— Start Excerpt provided —

Bone and Oil: The long nineteenth-century visual and material cultures of whaling

Lead Research Organisation: University of York
Department Name: History of Art


Recommended as a resource in 'Moby Dick', the whaling collections now within the Hull Maritime Museum form a key part of one of Yorkshire's most popular attractions, with between 73-80k visitors per year. The Museum's collection contains one of the most significant repositories for maritime culture outside of the National Maritime Museum. Housing more than 300 oil paintings, a sizeable print collection, and one of the largest collections of scrimshaw - carving upon whale and walrus bone - anywhere outside the U.S., as well as numerous pieces of whaling and Arctic memorabilia, the museum reflects the city's long maritime history, and is one of the most promising, least explored art historical resources in the region. 19thC marine painting represents the heart of the collection, with a particular emphasis on the inter-related topics of Arctic whaling and exploration, with additional resources in this area available at the adjacent Ferens Art Gallery.

To date, there is a considerable local-historical scholarship on long-19thC whaling, one emphasising Hull's centrality as the whaling capital of Victorian Britain (see Arthur G Credland, 'The Hull Whaling Trade' [1995]). There is also a rich set of commentaries on 'Moby Dick' and its sources (see Watson G. Branch, 'Herman Melville: The Critical Heritage' [1974]). By contrast, scholars have paid virtually no attention to the 19thC art historical cultures of whaling. This is surprising given the recent resurgence of interest in British maritime arts, evidenced by the success of 'Turner and the Sea' (National Maritime Museum, 2013-4), the forthcoming exhibition of British marine painting at the Yale Center for British Art; as well as by major monographs by Geoff Quilley (2011) and others. Indeed, to date, the extant scholarship on the Hull collections comprises the briefly contextualised tombstone entries for the paintings in the PCF's 'East Riding of Yorkshire' volume and the short visitor guide books available in the gift shop, which date back a generation: Arthur G. Credland's 'Marine Painting in Hull Through Three Centuries' (1993) and Credland and Janet West's 'Scrimshaw: The Art of the Whaler' (1995).

— End Excerpt provided —

Short problem 1
List every museum or art gallery named in the project summary.

— Start Dataset entries —

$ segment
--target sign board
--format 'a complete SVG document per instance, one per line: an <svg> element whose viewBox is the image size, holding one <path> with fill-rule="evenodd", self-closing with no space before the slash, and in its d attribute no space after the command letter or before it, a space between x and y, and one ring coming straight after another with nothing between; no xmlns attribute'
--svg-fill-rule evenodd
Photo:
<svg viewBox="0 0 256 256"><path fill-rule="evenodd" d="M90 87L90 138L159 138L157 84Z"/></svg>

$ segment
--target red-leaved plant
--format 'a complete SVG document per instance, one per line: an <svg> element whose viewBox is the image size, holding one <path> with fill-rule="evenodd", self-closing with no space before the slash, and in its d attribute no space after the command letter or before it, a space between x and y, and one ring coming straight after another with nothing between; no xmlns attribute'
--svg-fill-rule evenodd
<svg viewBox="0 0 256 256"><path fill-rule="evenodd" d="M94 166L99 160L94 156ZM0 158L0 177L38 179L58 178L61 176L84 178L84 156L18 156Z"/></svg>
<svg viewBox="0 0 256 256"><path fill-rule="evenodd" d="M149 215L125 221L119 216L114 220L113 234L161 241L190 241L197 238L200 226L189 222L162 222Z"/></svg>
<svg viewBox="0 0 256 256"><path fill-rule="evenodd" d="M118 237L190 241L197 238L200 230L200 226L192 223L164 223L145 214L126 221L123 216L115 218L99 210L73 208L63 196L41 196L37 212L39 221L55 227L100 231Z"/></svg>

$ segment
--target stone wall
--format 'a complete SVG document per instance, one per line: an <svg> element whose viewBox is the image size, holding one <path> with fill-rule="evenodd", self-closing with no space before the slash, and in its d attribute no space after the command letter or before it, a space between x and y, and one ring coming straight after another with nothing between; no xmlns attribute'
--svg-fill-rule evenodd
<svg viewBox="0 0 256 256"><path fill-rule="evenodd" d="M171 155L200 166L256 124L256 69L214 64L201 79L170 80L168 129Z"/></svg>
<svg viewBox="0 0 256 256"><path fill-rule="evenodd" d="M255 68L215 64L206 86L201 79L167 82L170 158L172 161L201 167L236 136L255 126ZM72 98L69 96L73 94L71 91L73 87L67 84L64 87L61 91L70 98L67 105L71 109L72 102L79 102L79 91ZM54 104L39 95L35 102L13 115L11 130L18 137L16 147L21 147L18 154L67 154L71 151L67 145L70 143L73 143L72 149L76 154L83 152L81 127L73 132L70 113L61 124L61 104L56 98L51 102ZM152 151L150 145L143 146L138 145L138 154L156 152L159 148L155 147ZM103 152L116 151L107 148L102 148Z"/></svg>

— End Dataset entries —
— Start Dataset entries —

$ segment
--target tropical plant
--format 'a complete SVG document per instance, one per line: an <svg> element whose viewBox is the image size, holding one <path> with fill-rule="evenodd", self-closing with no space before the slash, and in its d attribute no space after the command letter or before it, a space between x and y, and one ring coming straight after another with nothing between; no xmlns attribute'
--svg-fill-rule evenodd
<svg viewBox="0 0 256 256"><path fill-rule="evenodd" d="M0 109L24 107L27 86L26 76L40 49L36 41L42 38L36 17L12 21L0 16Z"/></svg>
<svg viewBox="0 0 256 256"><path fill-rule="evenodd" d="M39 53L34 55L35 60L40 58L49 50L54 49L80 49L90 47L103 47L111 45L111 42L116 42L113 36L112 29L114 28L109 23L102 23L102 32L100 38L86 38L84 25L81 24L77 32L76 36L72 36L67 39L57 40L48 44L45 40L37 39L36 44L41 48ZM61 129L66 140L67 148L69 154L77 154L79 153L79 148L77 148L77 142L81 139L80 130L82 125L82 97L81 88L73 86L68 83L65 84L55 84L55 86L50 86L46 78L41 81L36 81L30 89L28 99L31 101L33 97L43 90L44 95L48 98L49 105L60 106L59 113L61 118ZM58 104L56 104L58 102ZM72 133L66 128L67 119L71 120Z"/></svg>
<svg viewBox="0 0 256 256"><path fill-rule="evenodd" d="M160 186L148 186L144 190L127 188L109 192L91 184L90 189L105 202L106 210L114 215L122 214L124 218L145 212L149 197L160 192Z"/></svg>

— End Dataset entries —

Short problem 2
Please pick out every line of the records that contains the string "plant". Case counts.

Exercise answer 1
Hull Maritime Museum
National Maritime Museum
Ferens Art Gallery
Yale Center for British Art

Exercise answer 2
--target red-leaved plant
--target tropical plant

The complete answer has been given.